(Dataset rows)
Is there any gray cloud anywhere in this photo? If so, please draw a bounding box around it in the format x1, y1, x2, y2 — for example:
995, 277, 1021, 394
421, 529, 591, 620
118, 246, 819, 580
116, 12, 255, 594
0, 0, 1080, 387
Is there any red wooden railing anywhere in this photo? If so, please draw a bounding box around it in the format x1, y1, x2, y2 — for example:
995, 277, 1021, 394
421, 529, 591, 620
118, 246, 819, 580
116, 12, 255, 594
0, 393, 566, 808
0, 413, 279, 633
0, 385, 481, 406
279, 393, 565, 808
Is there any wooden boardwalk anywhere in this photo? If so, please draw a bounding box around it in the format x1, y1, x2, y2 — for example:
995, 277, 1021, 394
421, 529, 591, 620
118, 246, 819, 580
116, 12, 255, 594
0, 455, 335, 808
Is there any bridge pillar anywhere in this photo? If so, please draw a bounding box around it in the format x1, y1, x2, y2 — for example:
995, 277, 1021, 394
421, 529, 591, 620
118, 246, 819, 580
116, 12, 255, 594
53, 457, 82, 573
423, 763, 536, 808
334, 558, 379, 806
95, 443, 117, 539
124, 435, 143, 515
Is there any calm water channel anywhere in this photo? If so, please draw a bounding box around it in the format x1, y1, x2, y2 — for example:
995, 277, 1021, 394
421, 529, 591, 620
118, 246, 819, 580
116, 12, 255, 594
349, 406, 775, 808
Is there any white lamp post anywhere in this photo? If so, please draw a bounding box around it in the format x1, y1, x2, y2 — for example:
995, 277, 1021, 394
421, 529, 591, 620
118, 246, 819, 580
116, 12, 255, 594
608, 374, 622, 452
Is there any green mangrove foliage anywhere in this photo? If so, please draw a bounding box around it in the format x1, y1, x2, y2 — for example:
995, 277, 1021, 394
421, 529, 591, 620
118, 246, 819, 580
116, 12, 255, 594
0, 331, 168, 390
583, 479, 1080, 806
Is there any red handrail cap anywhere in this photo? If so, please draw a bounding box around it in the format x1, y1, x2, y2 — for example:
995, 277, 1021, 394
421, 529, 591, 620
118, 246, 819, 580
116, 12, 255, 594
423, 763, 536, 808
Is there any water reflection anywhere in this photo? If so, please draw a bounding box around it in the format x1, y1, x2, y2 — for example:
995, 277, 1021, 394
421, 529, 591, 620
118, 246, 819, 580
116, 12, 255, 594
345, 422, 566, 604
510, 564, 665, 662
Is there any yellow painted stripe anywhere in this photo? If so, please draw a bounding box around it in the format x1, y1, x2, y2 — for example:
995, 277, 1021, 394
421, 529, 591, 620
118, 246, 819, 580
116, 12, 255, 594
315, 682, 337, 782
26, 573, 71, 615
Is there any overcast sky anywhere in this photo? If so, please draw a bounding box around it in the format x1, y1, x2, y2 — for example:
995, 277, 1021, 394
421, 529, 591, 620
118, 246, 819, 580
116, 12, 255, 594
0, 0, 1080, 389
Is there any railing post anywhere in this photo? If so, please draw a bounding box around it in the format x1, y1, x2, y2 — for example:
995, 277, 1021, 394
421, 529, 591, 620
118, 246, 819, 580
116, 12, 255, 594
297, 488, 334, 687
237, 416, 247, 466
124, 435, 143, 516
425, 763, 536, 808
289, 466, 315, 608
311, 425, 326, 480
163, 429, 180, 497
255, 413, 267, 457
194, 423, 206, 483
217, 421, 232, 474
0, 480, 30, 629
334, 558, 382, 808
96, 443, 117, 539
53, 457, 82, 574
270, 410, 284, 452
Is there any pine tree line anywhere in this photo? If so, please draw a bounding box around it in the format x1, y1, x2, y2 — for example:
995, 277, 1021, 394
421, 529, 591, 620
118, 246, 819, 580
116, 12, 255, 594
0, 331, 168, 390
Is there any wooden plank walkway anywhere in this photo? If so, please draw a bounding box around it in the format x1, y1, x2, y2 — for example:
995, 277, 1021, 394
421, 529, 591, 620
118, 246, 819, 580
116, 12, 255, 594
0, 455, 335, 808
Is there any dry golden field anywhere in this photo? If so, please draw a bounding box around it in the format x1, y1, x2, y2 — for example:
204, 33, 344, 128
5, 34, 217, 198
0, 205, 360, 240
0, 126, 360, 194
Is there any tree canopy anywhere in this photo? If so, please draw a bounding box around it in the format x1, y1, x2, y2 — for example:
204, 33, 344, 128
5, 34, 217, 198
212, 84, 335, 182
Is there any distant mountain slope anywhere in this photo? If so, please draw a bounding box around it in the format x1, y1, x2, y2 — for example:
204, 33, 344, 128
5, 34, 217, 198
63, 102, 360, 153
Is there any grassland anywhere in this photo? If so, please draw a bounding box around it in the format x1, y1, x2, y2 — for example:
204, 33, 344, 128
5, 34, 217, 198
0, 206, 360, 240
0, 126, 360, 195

(DIRECTIONS) Update the data above so that every "bounding box" reads "rectangle", keeping all other text unchanged.

(RESPONSE)
Is there any gray cloud anywhere in this photo? If so, please draw a rectangle around it in the format x1, y1, x2, y2 — for example:
995, 277, 1021, 394
421, 529, 591, 620
118, 246, 819, 580
116, 12, 255, 594
0, 0, 1080, 387
Is there any red wooden railing anywhere in this photo? If so, please draw a rectangle around it in the format x1, y1, x2, y2 — for example:
995, 277, 1021, 394
421, 529, 591, 620
118, 246, 819, 580
116, 12, 255, 594
0, 393, 566, 808
0, 413, 279, 633
0, 385, 481, 406
279, 393, 565, 808
Is there any wooden boardwalk anywhere in this photo? If so, please draw a rectangle around it in the format x1, y1, x2, y2 — for example:
995, 277, 1021, 394
421, 529, 591, 620
118, 246, 819, 580
116, 12, 255, 594
0, 455, 335, 808
Is there any bridge pillar anywhere in this photo? If so, please draw a rectangle around it in the format x1, y1, x2, y2 — for example:
995, 277, 1021, 394
421, 529, 591, 620
118, 246, 819, 580
116, 12, 255, 594
53, 457, 82, 573
423, 763, 536, 808
334, 558, 379, 806
95, 443, 117, 539
124, 435, 143, 515
Is there any calm water channel anywhere in this photo? If so, please draw a rectangle around it in the format x1, y1, x2, y2 — for example:
995, 277, 1021, 394
421, 529, 591, 620
118, 246, 819, 580
116, 12, 255, 594
349, 406, 775, 808
Is there any white lamp post anywhere in this photo? If so, please draw a rectangle around it in the format x1, y1, x2, y2 — for example:
995, 277, 1021, 394
421, 529, 591, 620
118, 246, 819, 580
116, 12, 255, 594
608, 374, 622, 452
Is there any green mangrove foliage anywhere in this photo? If so, please draw a rectangle around it in the format x1, y1, x2, y2 — for example:
995, 277, 1021, 394
421, 529, 591, 620
118, 246, 819, 580
116, 12, 255, 594
0, 331, 168, 390
583, 479, 1080, 806
Is there any red handrail cap anywhere in this photo? If so, please draw a rectangle around it in the format x1, y1, x2, y2 — for example:
995, 277, 1021, 394
421, 529, 591, 620
118, 246, 819, 580
116, 12, 255, 594
423, 763, 536, 808
Is there any water reflection anywhere in this photo? If so, please draw a rectangle around it in the format x1, y1, x2, y2 — for example:
995, 277, 1021, 394
421, 529, 591, 620
118, 246, 819, 580
116, 12, 255, 594
345, 422, 566, 604
510, 564, 665, 662
Is there any yellow painted stripe anywhere in this photo? If so, please draw a rectangle around it in the format x1, y1, x2, y2 — for example:
995, 277, 1021, 394
421, 529, 591, 620
118, 246, 819, 580
116, 12, 255, 594
315, 682, 337, 782
26, 573, 71, 615
Is there any overcast sky anywhere in this photo? If so, please draw a rectangle around it in the format x1, y1, x2, y2 — for example:
995, 277, 1021, 394
421, 529, 591, 620
118, 246, 819, 580
116, 12, 255, 594
0, 0, 1080, 389
Is there any railing post anywhere in this photo? If so, please draw a rectangle around it in the format x1, y1, x2, y2 — for example:
995, 277, 1021, 394
421, 529, 591, 620
118, 246, 819, 580
116, 12, 255, 594
297, 488, 334, 687
237, 416, 247, 466
124, 435, 143, 516
425, 763, 536, 808
289, 466, 315, 608
311, 425, 326, 480
163, 429, 180, 497
255, 413, 267, 457
194, 423, 206, 483
217, 421, 232, 474
0, 480, 30, 629
334, 558, 382, 808
96, 443, 117, 539
53, 457, 82, 574
270, 410, 284, 452
Is there any pine tree line anywhere in this photo? If so, please draw a rectangle around it in the format x1, y1, x2, y2 — for example:
995, 277, 1021, 394
421, 529, 591, 620
118, 246, 819, 580
116, 12, 255, 594
0, 331, 168, 390
Is there any wooden plank walkway anywhere in this photo? If so, please draw a rectangle around it in the format x1, y1, x2, y2 — for example:
995, 277, 1021, 394
421, 529, 591, 620
118, 246, 819, 580
116, 12, 255, 594
0, 455, 335, 808
Is there any dry golden field anywhere in this photo? If so, please draw a rectangle around it in the format x1, y1, x2, y2 — for example:
204, 33, 344, 128
5, 34, 217, 198
0, 205, 360, 240
0, 126, 360, 194
Is there any tree canopy anywhere in this photo? If so, please draw a rectangle around it in the format x1, y1, x2, y2 — for example:
204, 33, 344, 128
5, 34, 217, 198
212, 84, 335, 182
Is there any distant mountain slope anywhere in this photo? If so, please draw a rectangle around it in the format x1, y1, x2, y2 — for example:
204, 33, 344, 128
5, 34, 217, 198
63, 102, 360, 153
Is there any grassland anywhere in this photo? If so, please draw a rectangle around it in the format x1, y1, x2, y2 — for example:
204, 33, 344, 128
5, 34, 217, 198
0, 206, 360, 240
0, 126, 360, 195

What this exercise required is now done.